- _STATED PROBLEM_:
Can you turn the lines from the one containing "(5 points) Identify the red roof" through the end of the items into a numbered list, dropping any blank lines?

- _DATA SUPPLIED_:
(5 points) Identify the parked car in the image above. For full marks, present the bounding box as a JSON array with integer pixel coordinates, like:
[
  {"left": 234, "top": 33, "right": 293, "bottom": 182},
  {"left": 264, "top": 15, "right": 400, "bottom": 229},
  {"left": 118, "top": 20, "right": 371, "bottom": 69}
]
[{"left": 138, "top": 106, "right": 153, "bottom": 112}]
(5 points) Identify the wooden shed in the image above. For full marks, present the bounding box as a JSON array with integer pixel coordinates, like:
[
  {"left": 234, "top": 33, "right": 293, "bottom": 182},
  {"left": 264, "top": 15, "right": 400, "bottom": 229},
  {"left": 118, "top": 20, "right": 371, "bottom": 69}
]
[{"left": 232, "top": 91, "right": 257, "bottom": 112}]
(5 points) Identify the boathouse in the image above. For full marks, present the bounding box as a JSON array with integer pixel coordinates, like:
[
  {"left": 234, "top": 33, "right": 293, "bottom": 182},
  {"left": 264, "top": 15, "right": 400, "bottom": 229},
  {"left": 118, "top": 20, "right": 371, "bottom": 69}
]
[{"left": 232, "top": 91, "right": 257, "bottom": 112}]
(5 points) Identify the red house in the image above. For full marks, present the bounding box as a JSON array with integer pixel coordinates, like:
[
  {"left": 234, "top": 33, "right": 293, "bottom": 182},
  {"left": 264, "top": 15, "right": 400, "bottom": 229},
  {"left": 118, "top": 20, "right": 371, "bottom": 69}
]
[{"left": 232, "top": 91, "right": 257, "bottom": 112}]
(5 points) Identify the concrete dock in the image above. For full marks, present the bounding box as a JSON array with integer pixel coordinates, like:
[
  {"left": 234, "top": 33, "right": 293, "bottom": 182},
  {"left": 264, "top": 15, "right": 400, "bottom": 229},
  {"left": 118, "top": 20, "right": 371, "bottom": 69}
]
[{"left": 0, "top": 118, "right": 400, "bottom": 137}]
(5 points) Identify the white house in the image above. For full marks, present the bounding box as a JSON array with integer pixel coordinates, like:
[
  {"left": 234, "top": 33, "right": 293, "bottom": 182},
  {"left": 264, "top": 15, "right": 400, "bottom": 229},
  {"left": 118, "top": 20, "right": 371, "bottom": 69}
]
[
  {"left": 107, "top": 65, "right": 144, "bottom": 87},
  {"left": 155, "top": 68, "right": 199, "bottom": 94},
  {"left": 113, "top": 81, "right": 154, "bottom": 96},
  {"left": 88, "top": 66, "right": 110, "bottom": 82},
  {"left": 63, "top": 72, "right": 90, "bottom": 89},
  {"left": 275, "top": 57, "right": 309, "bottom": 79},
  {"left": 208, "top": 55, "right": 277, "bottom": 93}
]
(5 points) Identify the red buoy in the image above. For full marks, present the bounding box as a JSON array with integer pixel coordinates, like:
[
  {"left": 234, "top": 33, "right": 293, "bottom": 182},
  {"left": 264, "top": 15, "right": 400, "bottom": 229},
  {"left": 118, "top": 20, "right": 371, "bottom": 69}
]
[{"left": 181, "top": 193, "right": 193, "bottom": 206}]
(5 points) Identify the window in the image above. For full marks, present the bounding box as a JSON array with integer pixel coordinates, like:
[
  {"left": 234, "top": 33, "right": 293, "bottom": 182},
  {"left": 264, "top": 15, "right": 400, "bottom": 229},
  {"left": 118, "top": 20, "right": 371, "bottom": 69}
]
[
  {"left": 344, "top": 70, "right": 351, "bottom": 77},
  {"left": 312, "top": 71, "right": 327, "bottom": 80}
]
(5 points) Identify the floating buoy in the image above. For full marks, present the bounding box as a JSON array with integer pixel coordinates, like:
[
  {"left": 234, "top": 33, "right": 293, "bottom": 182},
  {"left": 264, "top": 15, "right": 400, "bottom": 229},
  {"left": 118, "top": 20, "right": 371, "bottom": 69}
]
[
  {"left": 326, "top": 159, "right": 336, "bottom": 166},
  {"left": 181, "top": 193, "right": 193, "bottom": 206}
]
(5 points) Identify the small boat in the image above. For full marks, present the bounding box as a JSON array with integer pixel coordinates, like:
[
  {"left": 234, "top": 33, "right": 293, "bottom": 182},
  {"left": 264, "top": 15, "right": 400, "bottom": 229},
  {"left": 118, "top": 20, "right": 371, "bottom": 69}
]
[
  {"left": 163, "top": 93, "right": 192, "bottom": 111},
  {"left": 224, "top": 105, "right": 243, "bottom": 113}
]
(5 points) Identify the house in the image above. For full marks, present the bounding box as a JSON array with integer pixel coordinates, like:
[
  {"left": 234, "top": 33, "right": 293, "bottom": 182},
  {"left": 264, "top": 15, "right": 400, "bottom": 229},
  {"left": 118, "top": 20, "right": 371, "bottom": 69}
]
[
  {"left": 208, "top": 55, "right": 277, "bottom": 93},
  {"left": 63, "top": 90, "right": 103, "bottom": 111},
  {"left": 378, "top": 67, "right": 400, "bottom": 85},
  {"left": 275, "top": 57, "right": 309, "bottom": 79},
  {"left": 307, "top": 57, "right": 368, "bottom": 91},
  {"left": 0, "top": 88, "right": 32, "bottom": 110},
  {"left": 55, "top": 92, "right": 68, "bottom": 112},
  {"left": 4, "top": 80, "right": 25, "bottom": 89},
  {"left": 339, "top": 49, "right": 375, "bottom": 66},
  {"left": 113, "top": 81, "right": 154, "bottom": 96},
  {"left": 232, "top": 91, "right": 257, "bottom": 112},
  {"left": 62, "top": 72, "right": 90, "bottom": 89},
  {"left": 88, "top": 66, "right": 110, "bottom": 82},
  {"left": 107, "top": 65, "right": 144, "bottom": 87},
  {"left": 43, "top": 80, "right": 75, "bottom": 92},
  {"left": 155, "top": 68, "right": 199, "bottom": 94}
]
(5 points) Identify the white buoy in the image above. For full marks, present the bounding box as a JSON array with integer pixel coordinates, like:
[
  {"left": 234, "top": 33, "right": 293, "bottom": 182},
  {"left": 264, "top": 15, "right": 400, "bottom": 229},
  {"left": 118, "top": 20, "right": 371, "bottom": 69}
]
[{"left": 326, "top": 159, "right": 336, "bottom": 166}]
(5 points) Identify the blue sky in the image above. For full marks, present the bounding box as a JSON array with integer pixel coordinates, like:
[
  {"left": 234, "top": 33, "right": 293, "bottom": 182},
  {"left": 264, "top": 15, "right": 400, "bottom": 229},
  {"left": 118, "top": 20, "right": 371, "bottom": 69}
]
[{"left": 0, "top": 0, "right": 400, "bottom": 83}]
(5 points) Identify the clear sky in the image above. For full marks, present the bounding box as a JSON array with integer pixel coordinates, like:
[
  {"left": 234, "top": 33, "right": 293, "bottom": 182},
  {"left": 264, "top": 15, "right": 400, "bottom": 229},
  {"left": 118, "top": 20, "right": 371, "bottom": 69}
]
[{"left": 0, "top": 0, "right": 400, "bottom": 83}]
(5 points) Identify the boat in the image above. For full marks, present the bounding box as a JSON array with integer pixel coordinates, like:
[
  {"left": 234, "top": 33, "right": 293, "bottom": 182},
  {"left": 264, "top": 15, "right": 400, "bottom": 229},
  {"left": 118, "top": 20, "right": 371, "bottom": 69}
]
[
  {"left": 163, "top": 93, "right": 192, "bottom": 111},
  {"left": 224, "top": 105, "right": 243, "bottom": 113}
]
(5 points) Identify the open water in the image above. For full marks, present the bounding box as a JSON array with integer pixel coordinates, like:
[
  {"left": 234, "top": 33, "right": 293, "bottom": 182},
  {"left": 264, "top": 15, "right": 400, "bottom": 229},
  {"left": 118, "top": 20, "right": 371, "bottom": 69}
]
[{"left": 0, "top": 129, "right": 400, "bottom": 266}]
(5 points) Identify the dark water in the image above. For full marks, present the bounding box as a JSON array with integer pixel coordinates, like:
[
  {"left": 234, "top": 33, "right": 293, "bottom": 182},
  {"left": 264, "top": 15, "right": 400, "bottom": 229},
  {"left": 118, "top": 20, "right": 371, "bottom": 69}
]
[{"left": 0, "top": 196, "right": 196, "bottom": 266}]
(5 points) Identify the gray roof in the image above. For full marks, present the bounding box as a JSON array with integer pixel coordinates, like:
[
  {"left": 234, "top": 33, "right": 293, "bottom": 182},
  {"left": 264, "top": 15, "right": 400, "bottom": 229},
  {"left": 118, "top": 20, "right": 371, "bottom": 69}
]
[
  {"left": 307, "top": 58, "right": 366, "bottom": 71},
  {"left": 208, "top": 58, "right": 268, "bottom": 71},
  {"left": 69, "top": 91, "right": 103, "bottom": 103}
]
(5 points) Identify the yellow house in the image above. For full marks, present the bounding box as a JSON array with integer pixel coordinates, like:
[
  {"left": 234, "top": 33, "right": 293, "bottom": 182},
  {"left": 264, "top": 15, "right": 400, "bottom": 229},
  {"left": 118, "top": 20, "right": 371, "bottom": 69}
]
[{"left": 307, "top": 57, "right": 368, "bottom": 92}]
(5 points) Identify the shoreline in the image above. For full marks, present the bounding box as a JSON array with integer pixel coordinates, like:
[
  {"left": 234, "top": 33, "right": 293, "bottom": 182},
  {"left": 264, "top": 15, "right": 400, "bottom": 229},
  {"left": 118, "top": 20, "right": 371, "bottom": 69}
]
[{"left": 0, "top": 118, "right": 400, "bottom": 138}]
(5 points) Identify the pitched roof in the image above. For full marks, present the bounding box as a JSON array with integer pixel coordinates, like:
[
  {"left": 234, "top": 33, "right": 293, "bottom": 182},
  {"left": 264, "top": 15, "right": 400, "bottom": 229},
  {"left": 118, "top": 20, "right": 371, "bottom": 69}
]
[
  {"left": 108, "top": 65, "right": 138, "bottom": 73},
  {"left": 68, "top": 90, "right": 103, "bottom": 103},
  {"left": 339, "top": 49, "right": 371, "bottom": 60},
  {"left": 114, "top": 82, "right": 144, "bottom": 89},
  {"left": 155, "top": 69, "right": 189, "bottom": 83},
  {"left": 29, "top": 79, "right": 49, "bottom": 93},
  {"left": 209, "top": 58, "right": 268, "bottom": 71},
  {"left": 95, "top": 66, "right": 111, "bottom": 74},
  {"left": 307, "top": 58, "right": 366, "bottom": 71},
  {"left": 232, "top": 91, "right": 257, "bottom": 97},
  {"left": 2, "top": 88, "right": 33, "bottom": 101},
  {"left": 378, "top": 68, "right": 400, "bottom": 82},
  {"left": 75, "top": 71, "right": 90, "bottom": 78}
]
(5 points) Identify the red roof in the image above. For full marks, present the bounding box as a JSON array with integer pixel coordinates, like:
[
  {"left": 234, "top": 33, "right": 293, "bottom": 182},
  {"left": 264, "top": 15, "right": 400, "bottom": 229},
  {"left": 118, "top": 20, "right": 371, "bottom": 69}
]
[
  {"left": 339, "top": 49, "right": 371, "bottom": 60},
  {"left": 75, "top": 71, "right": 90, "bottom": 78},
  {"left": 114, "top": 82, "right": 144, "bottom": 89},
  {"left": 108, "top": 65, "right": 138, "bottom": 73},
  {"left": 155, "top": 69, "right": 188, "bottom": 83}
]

- _TASK ANSWER_:
1. (5 points) Identify the red roof in the image above. For full marks, present the bounding box as a JSON array with integer pixel coordinates, like:
2. [
3.   {"left": 234, "top": 33, "right": 293, "bottom": 182},
4.   {"left": 264, "top": 15, "right": 400, "bottom": 229},
5.   {"left": 118, "top": 20, "right": 371, "bottom": 69}
6. ]
7. [
8.   {"left": 339, "top": 49, "right": 371, "bottom": 60},
9.   {"left": 75, "top": 71, "right": 90, "bottom": 78},
10.   {"left": 114, "top": 82, "right": 144, "bottom": 89},
11.   {"left": 108, "top": 65, "right": 138, "bottom": 73},
12.   {"left": 155, "top": 69, "right": 188, "bottom": 83}
13. ]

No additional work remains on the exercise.